Exercise material below:

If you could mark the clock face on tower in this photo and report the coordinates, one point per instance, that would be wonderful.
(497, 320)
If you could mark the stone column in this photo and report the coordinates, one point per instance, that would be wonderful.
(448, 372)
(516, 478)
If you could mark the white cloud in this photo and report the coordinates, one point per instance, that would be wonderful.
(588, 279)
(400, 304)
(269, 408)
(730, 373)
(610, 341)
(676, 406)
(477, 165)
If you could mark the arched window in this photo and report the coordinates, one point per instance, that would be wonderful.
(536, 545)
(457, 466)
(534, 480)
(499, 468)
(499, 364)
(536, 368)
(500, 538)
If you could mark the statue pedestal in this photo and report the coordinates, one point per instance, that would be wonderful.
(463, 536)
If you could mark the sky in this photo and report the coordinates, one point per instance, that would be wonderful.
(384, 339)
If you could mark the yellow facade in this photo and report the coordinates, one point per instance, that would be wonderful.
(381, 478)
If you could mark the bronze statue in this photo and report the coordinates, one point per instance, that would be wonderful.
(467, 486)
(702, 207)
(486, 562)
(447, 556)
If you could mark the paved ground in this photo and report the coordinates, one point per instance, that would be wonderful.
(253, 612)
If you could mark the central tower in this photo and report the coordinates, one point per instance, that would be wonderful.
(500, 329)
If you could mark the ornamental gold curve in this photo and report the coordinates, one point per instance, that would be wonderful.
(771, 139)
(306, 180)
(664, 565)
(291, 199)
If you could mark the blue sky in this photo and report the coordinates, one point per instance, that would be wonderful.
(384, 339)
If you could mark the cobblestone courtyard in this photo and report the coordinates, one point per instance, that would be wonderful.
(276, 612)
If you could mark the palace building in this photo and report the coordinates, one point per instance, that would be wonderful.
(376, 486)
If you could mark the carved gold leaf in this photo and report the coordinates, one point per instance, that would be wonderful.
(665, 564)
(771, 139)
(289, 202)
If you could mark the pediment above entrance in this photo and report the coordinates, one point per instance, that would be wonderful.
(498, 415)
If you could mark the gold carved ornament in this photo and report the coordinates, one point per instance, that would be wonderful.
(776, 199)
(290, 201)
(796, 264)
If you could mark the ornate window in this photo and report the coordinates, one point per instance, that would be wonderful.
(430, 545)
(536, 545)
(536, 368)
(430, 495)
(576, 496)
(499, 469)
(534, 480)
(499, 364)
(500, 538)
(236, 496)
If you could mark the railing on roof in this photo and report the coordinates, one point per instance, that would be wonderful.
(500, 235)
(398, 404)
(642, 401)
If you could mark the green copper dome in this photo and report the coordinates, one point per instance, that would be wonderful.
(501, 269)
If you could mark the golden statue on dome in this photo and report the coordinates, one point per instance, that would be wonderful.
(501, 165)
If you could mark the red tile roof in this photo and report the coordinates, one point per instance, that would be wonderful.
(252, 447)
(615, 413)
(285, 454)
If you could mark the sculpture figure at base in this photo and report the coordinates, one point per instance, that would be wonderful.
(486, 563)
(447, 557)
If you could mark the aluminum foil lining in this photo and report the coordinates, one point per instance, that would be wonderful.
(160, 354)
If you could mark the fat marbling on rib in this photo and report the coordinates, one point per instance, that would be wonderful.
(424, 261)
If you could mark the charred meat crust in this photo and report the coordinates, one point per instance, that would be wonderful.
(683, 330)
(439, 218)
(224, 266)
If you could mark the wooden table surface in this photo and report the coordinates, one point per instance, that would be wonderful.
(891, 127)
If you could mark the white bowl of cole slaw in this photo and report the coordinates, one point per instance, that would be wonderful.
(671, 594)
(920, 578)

End of Exercise material.

Exercise description: Your answer must be the complete listing, retyped exactly.

Task solution:
If you could mark the clock face on tower in this photo and report the coordinates, one point per instance, that would be wonderful.
(497, 320)
If you could mark the stone column in this photo and report the coordinates, one point per instance, that would be wonderful.
(448, 372)
(516, 478)
If you could mark the white cloud in this photo and report the coordinates, one point per instance, that would be wonderful.
(588, 279)
(400, 304)
(269, 408)
(730, 373)
(610, 341)
(676, 406)
(477, 165)
If you could mark the arched window in this photo and report the coordinates, one point per instance, that would be wonderful.
(536, 545)
(457, 466)
(534, 480)
(499, 468)
(499, 364)
(536, 368)
(500, 538)
If you could mark the statue pedestal in this photo and report the coordinates, one point per instance, that would be wonderful.
(463, 536)
If you could mark the sky in this photo and report the coordinates, one point per instance, that would be wonderful.
(384, 339)
If you could mark the yellow facade in this photo and report the coordinates, one point per instance, that would be wonderful.
(381, 478)
If you could mark the bronze statue in this photo and report the coordinates, one point per instance, that would be wonderful.
(467, 486)
(702, 207)
(486, 562)
(447, 556)
If you could mark the paved ground in this photo and report the coordinates, one point per instance, that would be wonderful.
(253, 612)
If you could mark the central tower in this photo and report the coordinates, one point per instance, that would be wonderful.
(500, 329)
If you could mark the ornamental gold curve in this photo and report the coordinates, one point per instance, that would be wonderful.
(771, 139)
(306, 180)
(664, 565)
(291, 199)
If you could mark the blue sky in this photo and report the coordinates, one point per instance, that would be wonderful.
(384, 339)
If you could mark the cobblestone courtyard in this photo and report the coordinates, one point per instance, that would be wonderful.
(276, 612)
If you could mark the palace building in this photo and report the coordinates, one point per instance, that would be wonderful.
(376, 486)
If you could mark the carved gold leaf in this photo and report the coordinates, one point per instance, that would be wonderful.
(665, 564)
(771, 139)
(289, 202)
If you could mark the pediment above entrance in this photo and report the coordinates, one point per instance, that would be wonderful.
(498, 415)
If you could mark the gold carved ornament in this photo and report the coordinates, one point per instance, that would be wonderful.
(776, 199)
(290, 201)
(796, 264)
If you could mark the ornate window in this photo and report the coordinates, one point per instance, that would be wonderful.
(430, 545)
(536, 545)
(536, 368)
(430, 495)
(576, 496)
(499, 469)
(534, 480)
(499, 364)
(500, 538)
(236, 496)
If you could mark the railing on roof in this photo and report the coordinates, one point per instance, that would be wonderful.
(500, 235)
(398, 404)
(642, 401)
If you could mark the green copper dome in this photo and report the coordinates, one point per instance, that would be wonderful.
(501, 269)
If you could mark the golden statue on dome in this photo and report the coordinates, one point per instance, that would be wonderful.
(501, 165)
If you could mark the red tile roof in this photo and report the coordinates, one point per instance, that would be wonderful.
(252, 447)
(615, 413)
(285, 454)
If you could mark the sculpture figure at base in this photo and report the coordinates, one point per instance, that would be wonderful.
(486, 563)
(447, 557)
If you could mark the aluminum foil lining in this photo and report the coordinates, one point per instance, that would be wonderful.
(160, 354)
If you could mark the fat marbling on rib in this photo and report the coordinates, one point per instance, that would be wonderful.
(424, 261)
If you could mark the charred meat crust in this photo and report the coordinates, one point per instance, that would be wonderful.
(683, 330)
(439, 218)
(224, 266)
If you could mark the wooden table surface in this photo and report the coordinates, one point per instance, that would be wonderful.
(891, 127)
If you could mark the white bowl of cole slaw in this photo and report the coordinates, one point per instance, that would be wonderful.
(671, 594)
(920, 578)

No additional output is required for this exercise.